# Exercise goal
All lines from the one containing "Target: white garage door" to the end of the entries below should be output exactly as they appear. No other lines should be output.

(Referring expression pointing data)
********
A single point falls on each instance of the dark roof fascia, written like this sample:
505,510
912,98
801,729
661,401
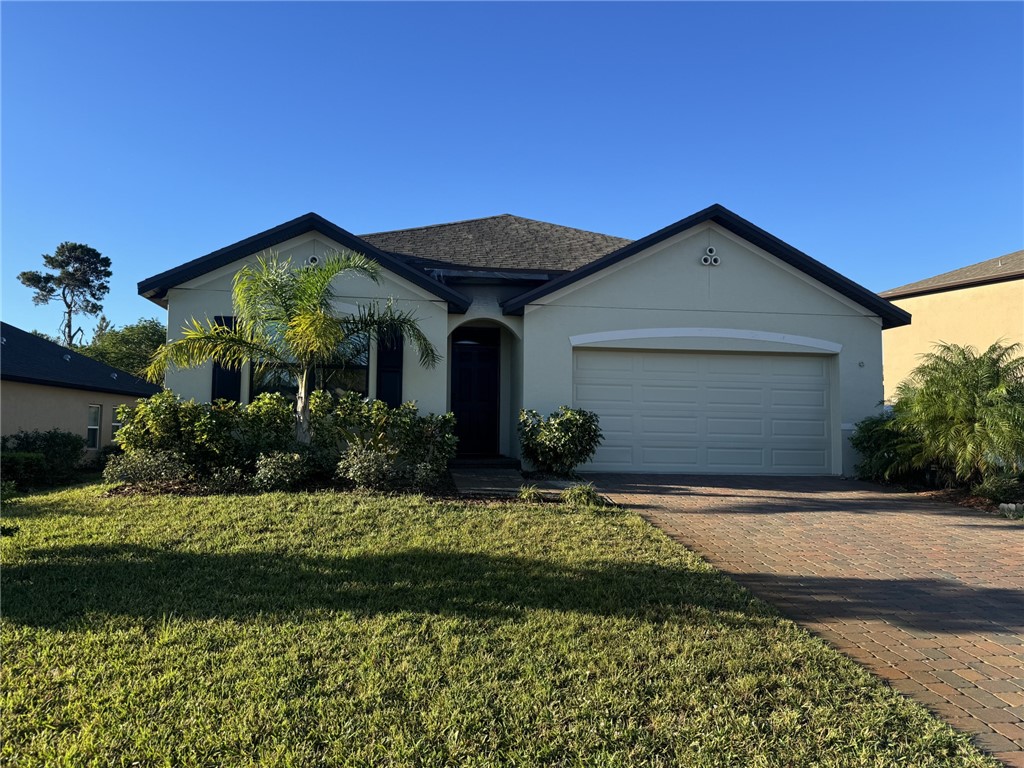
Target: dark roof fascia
957,286
156,288
892,316
81,387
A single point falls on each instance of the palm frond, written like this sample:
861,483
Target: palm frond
314,337
388,324
968,409
314,285
211,342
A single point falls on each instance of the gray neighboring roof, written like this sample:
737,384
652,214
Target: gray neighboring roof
891,314
998,269
504,242
33,359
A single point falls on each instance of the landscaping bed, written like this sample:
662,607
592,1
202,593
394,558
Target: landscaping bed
358,630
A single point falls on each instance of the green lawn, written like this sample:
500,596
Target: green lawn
337,629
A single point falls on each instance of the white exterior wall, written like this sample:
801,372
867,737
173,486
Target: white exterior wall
757,303
210,295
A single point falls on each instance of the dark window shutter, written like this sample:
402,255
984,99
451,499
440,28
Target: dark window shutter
226,383
389,372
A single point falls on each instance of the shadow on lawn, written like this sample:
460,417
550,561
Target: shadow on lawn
59,587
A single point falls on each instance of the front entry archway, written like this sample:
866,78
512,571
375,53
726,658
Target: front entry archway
476,389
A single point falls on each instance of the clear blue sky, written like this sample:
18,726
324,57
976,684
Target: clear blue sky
886,140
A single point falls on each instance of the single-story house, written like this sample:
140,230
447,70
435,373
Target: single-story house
975,305
708,346
46,386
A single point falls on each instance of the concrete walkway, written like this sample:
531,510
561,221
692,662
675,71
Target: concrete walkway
927,595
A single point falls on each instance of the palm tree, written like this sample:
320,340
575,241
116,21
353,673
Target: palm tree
285,317
967,410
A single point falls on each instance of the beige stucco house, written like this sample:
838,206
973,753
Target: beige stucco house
46,386
975,305
707,346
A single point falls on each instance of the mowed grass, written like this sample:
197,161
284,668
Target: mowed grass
352,630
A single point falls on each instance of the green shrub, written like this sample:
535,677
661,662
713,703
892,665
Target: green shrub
62,453
267,426
281,471
967,409
562,441
224,480
26,470
204,436
582,496
209,437
1000,488
375,468
393,449
887,453
154,470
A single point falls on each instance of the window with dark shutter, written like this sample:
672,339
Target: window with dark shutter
226,383
389,372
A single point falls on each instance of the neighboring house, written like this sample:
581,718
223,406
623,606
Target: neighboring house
977,305
47,386
707,346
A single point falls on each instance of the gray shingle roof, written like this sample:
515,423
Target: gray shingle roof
504,242
31,358
992,270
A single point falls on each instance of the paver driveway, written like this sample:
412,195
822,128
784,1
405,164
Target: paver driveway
927,595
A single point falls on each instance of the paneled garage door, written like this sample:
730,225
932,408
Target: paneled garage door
707,412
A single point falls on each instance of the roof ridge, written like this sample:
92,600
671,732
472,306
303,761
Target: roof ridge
948,278
497,216
443,223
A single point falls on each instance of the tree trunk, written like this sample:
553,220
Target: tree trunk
69,318
302,407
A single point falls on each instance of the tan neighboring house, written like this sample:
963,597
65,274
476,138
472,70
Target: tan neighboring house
46,386
709,346
978,305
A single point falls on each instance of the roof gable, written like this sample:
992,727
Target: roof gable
998,269
156,288
890,314
33,359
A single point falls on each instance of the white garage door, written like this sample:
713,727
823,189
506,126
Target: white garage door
707,412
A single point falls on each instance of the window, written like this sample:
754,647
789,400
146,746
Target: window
92,427
352,377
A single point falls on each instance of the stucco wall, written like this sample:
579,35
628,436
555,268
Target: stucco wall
36,407
978,315
751,292
210,295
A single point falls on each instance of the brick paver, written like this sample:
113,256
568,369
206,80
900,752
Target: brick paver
928,596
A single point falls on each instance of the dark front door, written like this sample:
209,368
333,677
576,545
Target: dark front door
********
# Written solution
Target: white garage door
707,412
A single point falls on each instance of the window, written like this sample:
754,647
789,400
146,746
Target: window
92,427
352,377
A single point falls on each instance of the stucco wall, written like this sample:
579,35
628,436
555,268
Target: stucco wall
36,407
978,315
751,292
210,295
A single point falls on each instance of the brick paver, written like this sample:
113,256
568,369
206,80
900,752
Target: brick paver
928,596
A single point falls on each instance of the dark front door, written like this sample:
209,368
333,677
576,545
Target: dark front door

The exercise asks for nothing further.